NEWBERRY, S.C. — The Newberry community is coming together to support one of their own.
Local resident Meg Muir has been working on her recovery after having a stroke.
"You never really think that anything like that happens," said Joy Sheppard. "But it happens here."
Joy Sheppard is talking about what happened after her friend suffered a stroke in her Newberry home in May.
Sheppard, and her two friends, Tina Graham and Kristi Palmer, knew they wanted to help.
"My immediate concern was, we've got to get some money for her so that she's not worried about paying her bills and she can focus on getting better," Palmer said.
The three women set up an online fundraiser and got to work planning an event to raise even more money for Muir.
They asked local businesses and vendors to contribute donations and gifts for a silent auction. In just three days, they had more than 80 items for their event.
"Things just kept coming in to be auctioned off," Sheppard said. "They kept running out of spaces to put everything.”
"People that didn't even know Meg ended up there and bidding on things," Graham said.
Two days after the auction, the three women told Muir the total amount they’d raised for her: $11,000.
"She immediately started crying and, you know, it was, it was a crying moment," Graham said. "I mean, it was for me to I teared up, because it was awesome.”

*PROBLEM DESCRIPTION:* According to the article about Meg Muir, what total amount did her three friends raise for her?

*RECORDS SHOWN:*

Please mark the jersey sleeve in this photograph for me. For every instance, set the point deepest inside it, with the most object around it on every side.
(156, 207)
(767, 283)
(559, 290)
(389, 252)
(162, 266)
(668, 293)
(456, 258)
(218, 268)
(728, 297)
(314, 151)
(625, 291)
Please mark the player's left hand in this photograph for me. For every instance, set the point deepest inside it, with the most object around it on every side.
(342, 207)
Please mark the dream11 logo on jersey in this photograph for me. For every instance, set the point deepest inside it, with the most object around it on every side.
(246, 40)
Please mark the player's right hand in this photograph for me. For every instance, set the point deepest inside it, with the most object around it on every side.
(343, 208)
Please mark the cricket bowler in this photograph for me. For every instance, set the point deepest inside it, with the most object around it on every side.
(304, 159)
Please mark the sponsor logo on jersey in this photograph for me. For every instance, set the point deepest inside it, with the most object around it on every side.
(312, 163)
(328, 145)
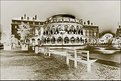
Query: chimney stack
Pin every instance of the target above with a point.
(24, 16)
(27, 18)
(21, 18)
(35, 17)
(91, 23)
(84, 23)
(119, 26)
(88, 22)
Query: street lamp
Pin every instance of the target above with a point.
(62, 32)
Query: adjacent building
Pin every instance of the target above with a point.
(61, 29)
(118, 32)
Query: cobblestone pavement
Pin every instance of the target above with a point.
(30, 66)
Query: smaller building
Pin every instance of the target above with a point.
(118, 32)
(91, 33)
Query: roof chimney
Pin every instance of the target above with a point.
(24, 16)
(21, 18)
(27, 18)
(91, 23)
(35, 17)
(88, 22)
(119, 26)
(84, 23)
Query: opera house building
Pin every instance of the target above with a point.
(61, 29)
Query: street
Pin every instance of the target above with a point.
(31, 66)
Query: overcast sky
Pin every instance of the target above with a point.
(105, 14)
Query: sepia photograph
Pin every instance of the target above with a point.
(60, 40)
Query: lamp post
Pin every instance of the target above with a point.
(62, 32)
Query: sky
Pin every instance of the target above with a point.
(105, 14)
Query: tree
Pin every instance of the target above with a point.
(24, 31)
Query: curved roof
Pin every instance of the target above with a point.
(64, 15)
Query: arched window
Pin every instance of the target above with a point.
(51, 31)
(43, 40)
(85, 40)
(66, 40)
(53, 40)
(72, 39)
(74, 31)
(59, 40)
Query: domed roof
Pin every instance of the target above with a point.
(64, 15)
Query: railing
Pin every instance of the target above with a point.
(73, 54)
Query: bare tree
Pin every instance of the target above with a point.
(24, 31)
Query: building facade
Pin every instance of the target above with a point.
(61, 29)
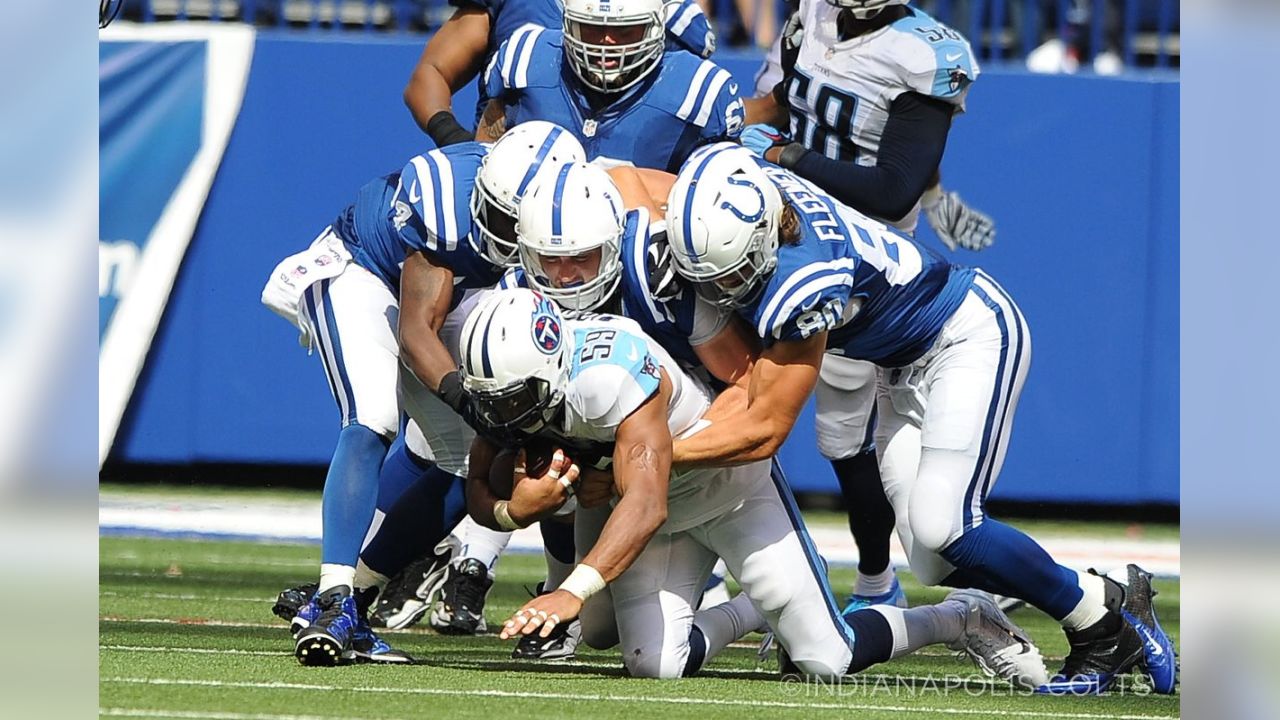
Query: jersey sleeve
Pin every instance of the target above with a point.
(808, 301)
(688, 27)
(615, 386)
(428, 187)
(940, 64)
(713, 103)
(510, 67)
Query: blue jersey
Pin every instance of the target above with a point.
(881, 296)
(675, 324)
(657, 123)
(686, 26)
(425, 208)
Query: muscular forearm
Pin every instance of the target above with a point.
(736, 440)
(428, 94)
(425, 355)
(632, 523)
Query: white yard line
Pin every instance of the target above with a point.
(600, 697)
(279, 520)
(208, 715)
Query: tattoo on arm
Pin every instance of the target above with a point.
(644, 458)
(493, 123)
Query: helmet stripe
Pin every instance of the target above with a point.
(558, 199)
(689, 205)
(538, 160)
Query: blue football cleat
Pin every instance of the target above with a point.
(1160, 659)
(327, 641)
(306, 615)
(895, 596)
(1101, 652)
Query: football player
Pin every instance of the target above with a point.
(869, 127)
(608, 77)
(467, 40)
(816, 278)
(379, 290)
(868, 90)
(599, 381)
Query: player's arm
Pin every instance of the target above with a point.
(910, 150)
(531, 499)
(766, 109)
(641, 472)
(493, 122)
(643, 187)
(426, 291)
(451, 59)
(780, 383)
(730, 355)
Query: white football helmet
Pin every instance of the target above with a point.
(515, 360)
(722, 222)
(516, 159)
(638, 41)
(572, 213)
(865, 9)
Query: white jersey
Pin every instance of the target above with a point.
(615, 369)
(840, 90)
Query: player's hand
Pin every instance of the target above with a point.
(759, 137)
(595, 487)
(958, 224)
(544, 611)
(663, 281)
(535, 499)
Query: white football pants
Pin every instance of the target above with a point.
(650, 607)
(945, 423)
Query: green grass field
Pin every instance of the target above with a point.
(186, 632)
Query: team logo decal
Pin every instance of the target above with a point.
(650, 368)
(745, 217)
(545, 327)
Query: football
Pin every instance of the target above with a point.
(538, 459)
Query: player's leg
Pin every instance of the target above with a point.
(845, 428)
(412, 545)
(768, 548)
(560, 554)
(352, 319)
(974, 387)
(653, 602)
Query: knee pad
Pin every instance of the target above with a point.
(649, 662)
(932, 528)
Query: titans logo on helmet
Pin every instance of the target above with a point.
(545, 327)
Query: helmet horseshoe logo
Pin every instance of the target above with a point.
(741, 215)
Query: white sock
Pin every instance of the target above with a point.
(1092, 607)
(874, 583)
(556, 572)
(333, 575)
(373, 528)
(727, 623)
(368, 578)
(481, 543)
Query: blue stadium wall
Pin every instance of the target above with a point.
(1080, 173)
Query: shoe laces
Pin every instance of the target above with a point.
(469, 589)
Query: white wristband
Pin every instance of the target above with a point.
(502, 514)
(583, 582)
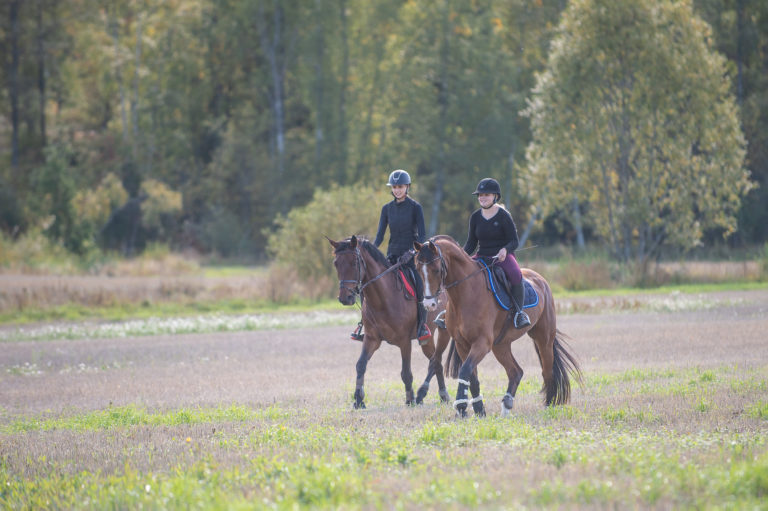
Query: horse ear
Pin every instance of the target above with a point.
(334, 244)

*TASK RESPONSE:* $11,000